Reproduce the entries below without change, starting with the line that contains "Task: Where can the dark" and going on through the line that contains "[[401, 338]]".

:: Input rows

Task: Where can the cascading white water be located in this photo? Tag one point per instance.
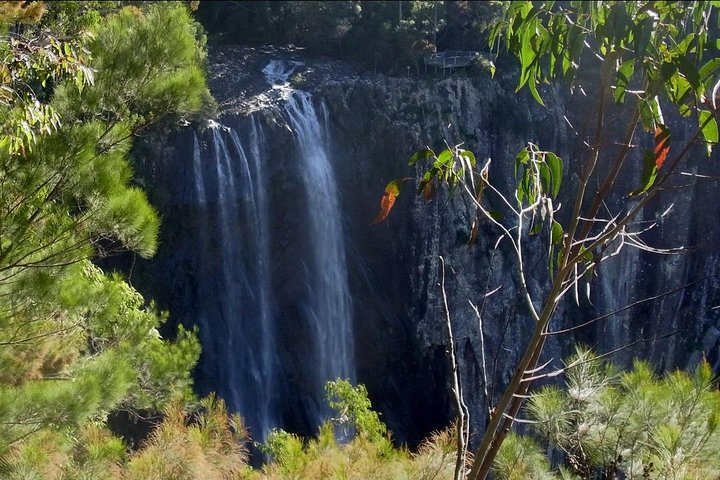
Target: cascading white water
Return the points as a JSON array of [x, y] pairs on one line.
[[328, 309], [239, 328], [234, 308]]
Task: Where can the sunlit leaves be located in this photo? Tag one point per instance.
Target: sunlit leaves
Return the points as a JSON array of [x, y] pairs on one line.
[[392, 190], [709, 128], [540, 174], [451, 166]]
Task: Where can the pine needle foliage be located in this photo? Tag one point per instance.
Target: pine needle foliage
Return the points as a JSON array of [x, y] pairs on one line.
[[77, 343], [611, 424]]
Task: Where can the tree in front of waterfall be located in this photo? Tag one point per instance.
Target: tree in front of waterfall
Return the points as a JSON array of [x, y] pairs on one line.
[[611, 424], [77, 343], [634, 63]]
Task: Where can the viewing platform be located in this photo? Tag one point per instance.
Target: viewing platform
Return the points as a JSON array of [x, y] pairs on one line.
[[450, 59]]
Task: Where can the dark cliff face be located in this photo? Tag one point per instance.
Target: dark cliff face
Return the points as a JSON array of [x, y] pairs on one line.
[[401, 337]]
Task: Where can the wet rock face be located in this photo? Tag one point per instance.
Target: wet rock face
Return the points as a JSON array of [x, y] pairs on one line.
[[401, 338]]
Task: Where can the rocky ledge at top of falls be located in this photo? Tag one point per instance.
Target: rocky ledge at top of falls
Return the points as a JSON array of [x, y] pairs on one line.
[[374, 123]]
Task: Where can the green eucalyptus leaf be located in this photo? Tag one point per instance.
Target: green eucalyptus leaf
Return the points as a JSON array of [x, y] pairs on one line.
[[469, 155], [445, 159], [556, 234], [709, 127]]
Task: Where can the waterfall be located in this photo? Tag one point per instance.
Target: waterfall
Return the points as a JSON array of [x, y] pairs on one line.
[[328, 307], [234, 301], [244, 337]]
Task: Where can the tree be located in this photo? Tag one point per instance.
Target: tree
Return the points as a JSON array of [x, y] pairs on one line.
[[606, 423], [75, 342], [649, 57]]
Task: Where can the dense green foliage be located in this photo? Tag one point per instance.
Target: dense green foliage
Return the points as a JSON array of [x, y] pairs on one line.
[[385, 35], [608, 424], [75, 342]]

::::

Task result:
Task: Where can the dark cliff face be located in this photo? Tag one point per instance.
Target: dark cliff face
Return the points as a JSON array of [x, y] pairs on one line.
[[401, 337]]
Task: Where can the wet rock face be located in this photo? Tag one point per instance.
Target: wet rock face
Return the points as a JSON array of [x, y] pairs on one line.
[[401, 338]]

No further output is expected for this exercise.